BEGIN

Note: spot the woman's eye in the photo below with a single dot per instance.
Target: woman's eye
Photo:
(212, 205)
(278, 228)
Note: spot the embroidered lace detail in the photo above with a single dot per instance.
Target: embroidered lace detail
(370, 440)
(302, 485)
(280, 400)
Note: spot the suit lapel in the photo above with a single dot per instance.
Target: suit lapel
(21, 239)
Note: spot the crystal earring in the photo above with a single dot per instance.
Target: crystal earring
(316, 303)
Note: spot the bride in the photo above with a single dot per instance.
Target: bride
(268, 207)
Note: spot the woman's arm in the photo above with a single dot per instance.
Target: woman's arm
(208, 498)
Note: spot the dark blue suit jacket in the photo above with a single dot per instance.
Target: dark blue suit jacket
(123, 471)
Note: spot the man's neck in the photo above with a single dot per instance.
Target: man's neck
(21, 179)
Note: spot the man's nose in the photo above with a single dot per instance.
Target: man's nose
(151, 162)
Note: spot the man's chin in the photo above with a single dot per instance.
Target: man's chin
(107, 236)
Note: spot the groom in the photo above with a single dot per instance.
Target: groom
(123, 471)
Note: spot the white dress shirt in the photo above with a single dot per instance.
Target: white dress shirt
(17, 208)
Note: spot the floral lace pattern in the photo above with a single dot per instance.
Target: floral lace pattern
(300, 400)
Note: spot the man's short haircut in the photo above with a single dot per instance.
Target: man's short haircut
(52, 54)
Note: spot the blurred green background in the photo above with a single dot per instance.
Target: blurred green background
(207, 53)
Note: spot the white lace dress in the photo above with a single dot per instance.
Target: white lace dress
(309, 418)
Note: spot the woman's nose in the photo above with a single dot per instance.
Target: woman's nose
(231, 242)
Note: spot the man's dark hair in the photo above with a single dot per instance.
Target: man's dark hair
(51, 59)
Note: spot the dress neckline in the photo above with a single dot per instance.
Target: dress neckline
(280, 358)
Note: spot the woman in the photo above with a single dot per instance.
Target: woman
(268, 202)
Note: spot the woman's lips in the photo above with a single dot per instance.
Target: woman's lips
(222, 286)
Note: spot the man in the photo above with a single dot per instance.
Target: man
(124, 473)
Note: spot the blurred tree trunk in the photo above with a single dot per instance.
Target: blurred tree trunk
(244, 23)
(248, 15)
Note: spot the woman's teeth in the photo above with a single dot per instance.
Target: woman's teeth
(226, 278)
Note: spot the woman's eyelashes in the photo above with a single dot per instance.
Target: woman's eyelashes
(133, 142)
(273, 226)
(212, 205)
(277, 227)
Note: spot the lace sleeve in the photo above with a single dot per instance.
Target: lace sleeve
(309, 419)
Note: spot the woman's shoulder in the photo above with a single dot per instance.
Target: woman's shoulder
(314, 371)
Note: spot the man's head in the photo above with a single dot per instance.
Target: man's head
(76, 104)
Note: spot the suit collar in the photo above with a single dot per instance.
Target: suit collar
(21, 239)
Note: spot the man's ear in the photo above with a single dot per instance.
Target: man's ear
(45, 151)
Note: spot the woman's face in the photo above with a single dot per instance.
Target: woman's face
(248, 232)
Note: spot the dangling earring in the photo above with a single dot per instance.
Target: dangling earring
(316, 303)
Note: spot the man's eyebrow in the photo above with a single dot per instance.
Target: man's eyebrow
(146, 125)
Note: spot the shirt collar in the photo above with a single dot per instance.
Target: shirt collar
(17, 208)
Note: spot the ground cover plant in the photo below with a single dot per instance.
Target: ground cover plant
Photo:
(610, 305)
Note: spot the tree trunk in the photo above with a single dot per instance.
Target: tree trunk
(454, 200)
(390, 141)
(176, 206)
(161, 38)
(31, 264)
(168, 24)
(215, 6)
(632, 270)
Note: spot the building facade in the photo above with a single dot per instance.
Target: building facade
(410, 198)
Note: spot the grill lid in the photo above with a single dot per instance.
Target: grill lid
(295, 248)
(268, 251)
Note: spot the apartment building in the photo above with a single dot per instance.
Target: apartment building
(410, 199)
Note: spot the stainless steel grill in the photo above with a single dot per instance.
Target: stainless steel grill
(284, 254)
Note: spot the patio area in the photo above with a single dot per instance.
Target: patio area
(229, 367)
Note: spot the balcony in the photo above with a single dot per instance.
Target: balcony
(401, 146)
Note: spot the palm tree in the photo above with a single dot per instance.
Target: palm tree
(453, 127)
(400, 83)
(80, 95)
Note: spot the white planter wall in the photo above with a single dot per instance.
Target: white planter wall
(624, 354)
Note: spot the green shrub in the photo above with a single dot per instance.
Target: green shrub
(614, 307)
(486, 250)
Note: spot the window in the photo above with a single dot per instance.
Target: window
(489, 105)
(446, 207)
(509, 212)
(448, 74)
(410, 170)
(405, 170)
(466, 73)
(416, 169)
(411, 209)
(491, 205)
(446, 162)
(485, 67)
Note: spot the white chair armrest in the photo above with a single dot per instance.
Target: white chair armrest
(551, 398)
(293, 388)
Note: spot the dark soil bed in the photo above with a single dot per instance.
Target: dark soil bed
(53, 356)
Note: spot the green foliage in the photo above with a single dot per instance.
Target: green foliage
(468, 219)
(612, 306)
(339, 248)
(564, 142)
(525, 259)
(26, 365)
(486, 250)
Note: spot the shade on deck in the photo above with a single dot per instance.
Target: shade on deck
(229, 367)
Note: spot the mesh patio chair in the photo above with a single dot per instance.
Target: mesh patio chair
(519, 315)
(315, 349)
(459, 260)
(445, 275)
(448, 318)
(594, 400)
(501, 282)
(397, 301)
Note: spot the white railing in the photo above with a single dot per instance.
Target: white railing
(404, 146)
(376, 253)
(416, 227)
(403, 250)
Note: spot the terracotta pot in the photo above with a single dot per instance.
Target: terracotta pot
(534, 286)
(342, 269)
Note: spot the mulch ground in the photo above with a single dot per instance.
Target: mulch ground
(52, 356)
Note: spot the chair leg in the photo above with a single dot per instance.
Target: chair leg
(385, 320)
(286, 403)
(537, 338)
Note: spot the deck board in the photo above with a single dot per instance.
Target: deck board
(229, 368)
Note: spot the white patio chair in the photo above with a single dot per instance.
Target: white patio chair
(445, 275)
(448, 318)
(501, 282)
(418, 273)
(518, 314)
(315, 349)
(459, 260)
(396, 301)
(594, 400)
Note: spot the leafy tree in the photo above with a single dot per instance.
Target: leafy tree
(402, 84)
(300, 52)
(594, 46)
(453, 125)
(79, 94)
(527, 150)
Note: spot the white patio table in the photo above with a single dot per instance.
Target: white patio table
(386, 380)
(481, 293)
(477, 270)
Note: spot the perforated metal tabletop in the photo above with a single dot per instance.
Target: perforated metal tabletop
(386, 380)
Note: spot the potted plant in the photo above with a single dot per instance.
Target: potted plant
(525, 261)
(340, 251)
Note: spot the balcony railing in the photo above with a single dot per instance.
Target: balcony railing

END

_Assigned task_.
Reproduce, exactly as they stand in the data above, the lines from the one that holds "Target: building facade" to the one that holds "Note: spot the window", inclusive.

_The answer_.
Target: building facade
(410, 198)
Note: spot the grill lid in the photo above with a single dot per instance.
Target: grill lid
(295, 248)
(268, 251)
Note: spot the apartment building in the photo above with a single dot per instance.
Target: apartment building
(410, 199)
Note: spot the stainless steel grill in the photo above with a single dot per instance.
Target: stainless steel grill
(284, 254)
Note: spot the patio area in the photo above with a single dot per instance.
Target: patio area
(229, 367)
Note: spot the balcony in the photo above with a single dot per instance.
Target: balcony
(401, 146)
Note: spot the palm tree in the photo above with a single dot per instance.
Target: palm tree
(453, 127)
(400, 83)
(80, 95)
Note: spot the white planter wall in the photo above with a single dot per instance.
Target: white planter wall
(624, 354)
Note: spot the green shrub in the photo above with a single dot per instance.
Target: green shrub
(614, 307)
(486, 250)
Note: spot the window in the photo above with a single dot per instance.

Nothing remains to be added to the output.